::: QUOTED PASSAGE :::

2016-07-27
Jan. 15--The USA's abortion rate in 2000 fell to its lowest level since 1974, the year after the Roe vs. Wade Supreme Court decision legalized the procedure, according to new data from a non-profit reproductive health research group.

Researchers at the Alan Guttmacher Institute surveyed abortion providers and found:
  • In 2000, there were 21.3 abortions per 1,000 women age 15 to 44, down from a rate of 22 in 1996. The abortion rate ranged from 1 per 1,000 in Wyoming to 39 in New York.
  • The U.S. abortion rate has been declining since the peak of 29 in 1980, says Lawrence Finer, Guttmacher's assistant research director.
  • The actual number of abortions also declined slightly from 1996 to 2000, from 1.36 million to 1.31 million.
  • The percentage of counties that had no abortion provider rose slightly from 1996 to 2000, from 86% to 87%. The number of facilities performing abortions declined about 10% in that time period, from 2000 to 1,819. However, Finer says, the proportion of abortion providers who reported having been harassed, including through picketing and vandalism, declined.

    During that period, only a third of women of reproductive age lived in counties without an abortion provider. A quarter of women who had an abortion in 2000 traveled 50 miles or more to get one, according to the Guttmacher data. The vast majority of abortions were performed in clinics. Only 3% were done in hospitals, and 2% were done in doctors' offices.

:::

## EXERCISES
1) Retype the article on U.S. abortion rates between "Researchers at the" and "to 1.31 million.", inclusive.
2) In the article on U.S. abortion rates, what was the peak abortion rate and in which year did it occur?
3) Carry on the article on U.S. abortion rates from the point at which it stops.
The material that follows comes from a separate source and has no connection to the article on U.S. abortion rates.

::: INFORMATION :::

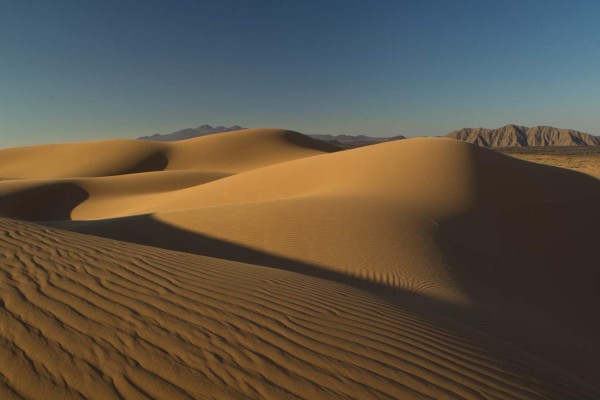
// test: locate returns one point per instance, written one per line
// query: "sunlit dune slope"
(226, 153)
(495, 251)
(86, 317)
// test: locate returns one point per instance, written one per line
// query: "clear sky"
(84, 70)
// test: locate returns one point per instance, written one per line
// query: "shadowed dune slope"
(484, 250)
(436, 217)
(226, 153)
(85, 317)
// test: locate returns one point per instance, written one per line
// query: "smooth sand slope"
(466, 254)
(225, 153)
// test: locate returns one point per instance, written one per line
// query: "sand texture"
(264, 264)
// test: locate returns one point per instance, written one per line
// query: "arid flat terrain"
(263, 264)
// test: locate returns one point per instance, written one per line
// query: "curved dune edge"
(229, 152)
(94, 318)
(484, 250)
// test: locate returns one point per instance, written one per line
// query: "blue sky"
(86, 70)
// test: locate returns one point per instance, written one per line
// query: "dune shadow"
(471, 322)
(48, 202)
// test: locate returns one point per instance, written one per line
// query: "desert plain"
(263, 264)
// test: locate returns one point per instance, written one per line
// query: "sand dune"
(423, 268)
(227, 153)
(94, 318)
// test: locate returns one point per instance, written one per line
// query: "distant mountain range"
(522, 136)
(190, 133)
(348, 141)
(506, 136)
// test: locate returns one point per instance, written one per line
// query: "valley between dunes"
(263, 264)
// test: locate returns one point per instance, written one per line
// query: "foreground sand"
(424, 268)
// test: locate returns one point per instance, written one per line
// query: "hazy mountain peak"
(521, 136)
(190, 133)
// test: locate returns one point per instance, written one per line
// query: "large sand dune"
(423, 268)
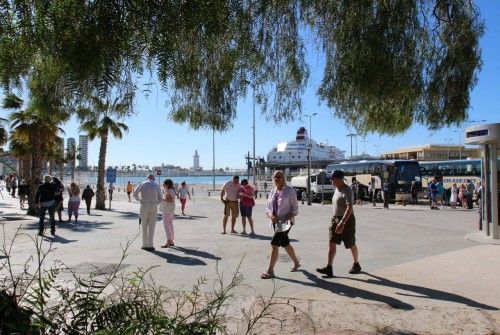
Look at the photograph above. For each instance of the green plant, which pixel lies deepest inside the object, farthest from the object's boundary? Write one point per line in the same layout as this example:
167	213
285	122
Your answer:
35	300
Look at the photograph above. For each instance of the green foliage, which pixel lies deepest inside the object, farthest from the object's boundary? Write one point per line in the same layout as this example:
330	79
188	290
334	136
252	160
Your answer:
397	61
117	303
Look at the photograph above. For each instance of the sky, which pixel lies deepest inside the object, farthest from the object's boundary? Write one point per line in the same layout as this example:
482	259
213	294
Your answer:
153	139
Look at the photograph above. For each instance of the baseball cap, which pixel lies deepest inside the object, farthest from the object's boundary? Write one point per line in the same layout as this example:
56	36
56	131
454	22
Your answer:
338	174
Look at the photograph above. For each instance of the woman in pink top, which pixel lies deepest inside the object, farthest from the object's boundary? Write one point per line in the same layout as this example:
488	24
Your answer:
246	204
282	207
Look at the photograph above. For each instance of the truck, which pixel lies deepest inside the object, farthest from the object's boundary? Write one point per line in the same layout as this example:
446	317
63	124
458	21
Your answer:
321	187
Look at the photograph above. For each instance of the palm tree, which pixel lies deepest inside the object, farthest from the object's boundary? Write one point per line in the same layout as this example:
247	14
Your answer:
34	131
3	132
99	122
72	154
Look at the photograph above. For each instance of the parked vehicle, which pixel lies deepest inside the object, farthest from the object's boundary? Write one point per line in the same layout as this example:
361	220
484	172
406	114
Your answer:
321	187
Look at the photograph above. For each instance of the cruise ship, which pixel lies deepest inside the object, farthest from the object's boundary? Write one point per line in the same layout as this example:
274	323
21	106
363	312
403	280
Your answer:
295	152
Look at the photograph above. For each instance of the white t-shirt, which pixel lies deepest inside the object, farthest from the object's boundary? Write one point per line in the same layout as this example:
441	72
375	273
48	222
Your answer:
231	190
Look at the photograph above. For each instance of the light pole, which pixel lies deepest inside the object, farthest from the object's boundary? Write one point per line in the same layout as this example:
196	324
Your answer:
351	135
309	147
378	146
364	141
253	130
448	148
213	158
459	133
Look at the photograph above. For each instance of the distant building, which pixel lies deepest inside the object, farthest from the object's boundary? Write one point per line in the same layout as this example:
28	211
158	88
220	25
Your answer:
296	152
83	147
433	152
70	145
196	161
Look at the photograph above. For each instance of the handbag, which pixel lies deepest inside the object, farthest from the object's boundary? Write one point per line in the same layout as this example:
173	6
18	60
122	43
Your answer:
166	207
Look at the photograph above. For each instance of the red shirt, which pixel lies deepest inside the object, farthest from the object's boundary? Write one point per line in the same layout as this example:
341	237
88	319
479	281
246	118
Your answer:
245	201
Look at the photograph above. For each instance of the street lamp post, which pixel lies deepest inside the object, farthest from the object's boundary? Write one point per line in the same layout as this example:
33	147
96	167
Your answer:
309	147
364	145
213	158
253	130
448	148
351	135
459	133
378	146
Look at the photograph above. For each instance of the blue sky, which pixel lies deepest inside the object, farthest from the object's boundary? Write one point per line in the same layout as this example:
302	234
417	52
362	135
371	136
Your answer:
153	139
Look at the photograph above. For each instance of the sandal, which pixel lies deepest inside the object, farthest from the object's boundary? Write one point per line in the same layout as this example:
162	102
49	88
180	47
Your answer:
295	267
267	275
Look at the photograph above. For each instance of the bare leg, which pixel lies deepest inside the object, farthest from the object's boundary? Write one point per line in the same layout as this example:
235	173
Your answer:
291	252
354	251
233	222
224	223
332	250
244	223
274	259
250	221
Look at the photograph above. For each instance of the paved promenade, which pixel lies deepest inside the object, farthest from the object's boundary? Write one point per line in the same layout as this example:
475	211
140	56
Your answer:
424	271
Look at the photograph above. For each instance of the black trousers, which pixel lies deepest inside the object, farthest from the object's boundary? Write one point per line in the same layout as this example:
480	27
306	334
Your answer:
87	202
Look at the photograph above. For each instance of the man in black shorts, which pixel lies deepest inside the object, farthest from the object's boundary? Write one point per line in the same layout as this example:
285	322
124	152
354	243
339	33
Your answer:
343	225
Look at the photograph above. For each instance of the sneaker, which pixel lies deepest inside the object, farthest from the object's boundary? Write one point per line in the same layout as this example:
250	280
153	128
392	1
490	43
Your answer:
356	268
327	271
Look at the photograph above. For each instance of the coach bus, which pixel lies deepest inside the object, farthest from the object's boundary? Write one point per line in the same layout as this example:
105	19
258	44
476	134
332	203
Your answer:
399	174
451	171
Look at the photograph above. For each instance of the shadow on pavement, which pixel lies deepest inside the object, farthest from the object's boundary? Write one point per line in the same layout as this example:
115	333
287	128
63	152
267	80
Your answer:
189	217
423	292
58	239
197	253
176	259
348	291
81	226
260	237
403	209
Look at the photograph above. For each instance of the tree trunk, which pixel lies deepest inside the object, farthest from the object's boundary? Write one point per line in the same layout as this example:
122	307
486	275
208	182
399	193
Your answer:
61	172
73	170
100	199
25	168
34	181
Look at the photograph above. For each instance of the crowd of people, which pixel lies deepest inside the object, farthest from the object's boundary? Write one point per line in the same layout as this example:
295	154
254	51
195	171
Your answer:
455	196
238	200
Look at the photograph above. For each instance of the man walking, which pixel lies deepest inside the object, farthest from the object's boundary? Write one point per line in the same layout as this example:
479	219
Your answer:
45	199
470	192
87	195
229	196
343	226
150	197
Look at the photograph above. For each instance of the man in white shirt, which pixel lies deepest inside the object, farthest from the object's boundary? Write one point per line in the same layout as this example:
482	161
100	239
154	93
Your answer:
150	198
229	196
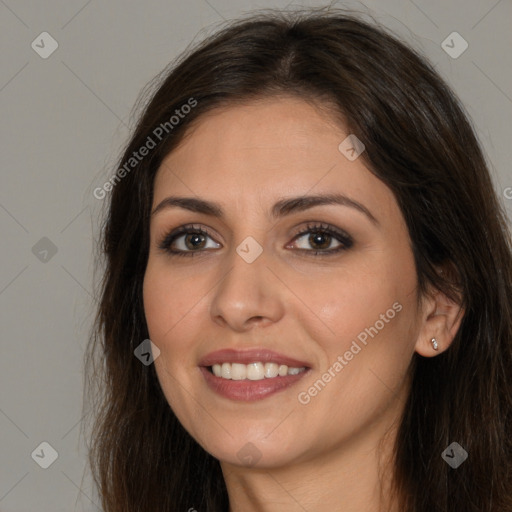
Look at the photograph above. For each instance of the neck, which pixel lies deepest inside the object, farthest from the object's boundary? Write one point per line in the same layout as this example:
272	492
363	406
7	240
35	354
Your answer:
351	477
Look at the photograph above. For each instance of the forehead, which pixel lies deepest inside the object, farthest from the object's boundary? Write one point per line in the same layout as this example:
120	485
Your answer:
266	149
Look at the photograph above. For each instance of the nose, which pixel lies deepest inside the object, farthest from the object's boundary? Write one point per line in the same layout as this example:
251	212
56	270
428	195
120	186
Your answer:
248	294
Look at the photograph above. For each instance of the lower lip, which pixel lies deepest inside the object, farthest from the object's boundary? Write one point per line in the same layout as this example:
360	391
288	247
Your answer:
249	390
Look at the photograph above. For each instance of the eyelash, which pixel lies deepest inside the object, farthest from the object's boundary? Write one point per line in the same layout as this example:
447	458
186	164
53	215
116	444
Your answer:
344	239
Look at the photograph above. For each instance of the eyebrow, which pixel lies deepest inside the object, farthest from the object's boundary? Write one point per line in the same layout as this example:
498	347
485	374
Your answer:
281	208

:::

## ANSWERS TO EACH TASK
1)
Researchers at the Alan Guttmacher Institute surveyed abortion providers and found:
  • In 2000, there were 21.3 abortions per 1,000 women age 15 to 44, down from a rate of 22 in 1996. The abortion rate ranged from 1 per 1,000 in Wyoming to 39 in New York.
  • The U.S. abortion rate has been declining since the peak of 29 in 1980, says Lawrence Finer, Guttmacher's assistant research director.
  • The actual number of abortions also declined slightly from 1996 to 2000, from 1.36 million to 1.31 million.

2) The peak was 29 abortions per 1,000 women age 15 to 44, in 1980.

3)
    The study was not designed to quantify how different factors might have contributed to declines in abortion rate and access, Finer says. Factors might include:

  • Price. For the first time in recent memory, Finer says, the cost of a surgical abortion increased, after accounting for inflation, to $372 at 10 weeks gestation.
  • Fewer unintended pregnancies. Finer cites new contraceptives and wider use of emergency contraception, or "morning-after pills." And increasingly, young people are abstaining from sexual intercourse or requiring partners to wear condoms because they fear contracting sexually transmitted infections, says Mildred Hanson of Minneapolis, who has performed abortions for more than 40 years.
  • RU-486. Medical abortions represented 6% of total abortions in 2000, the year in which RU-486, sold as Mifeprex, came on the market. Since then, Finer says, sales reportedly have increased.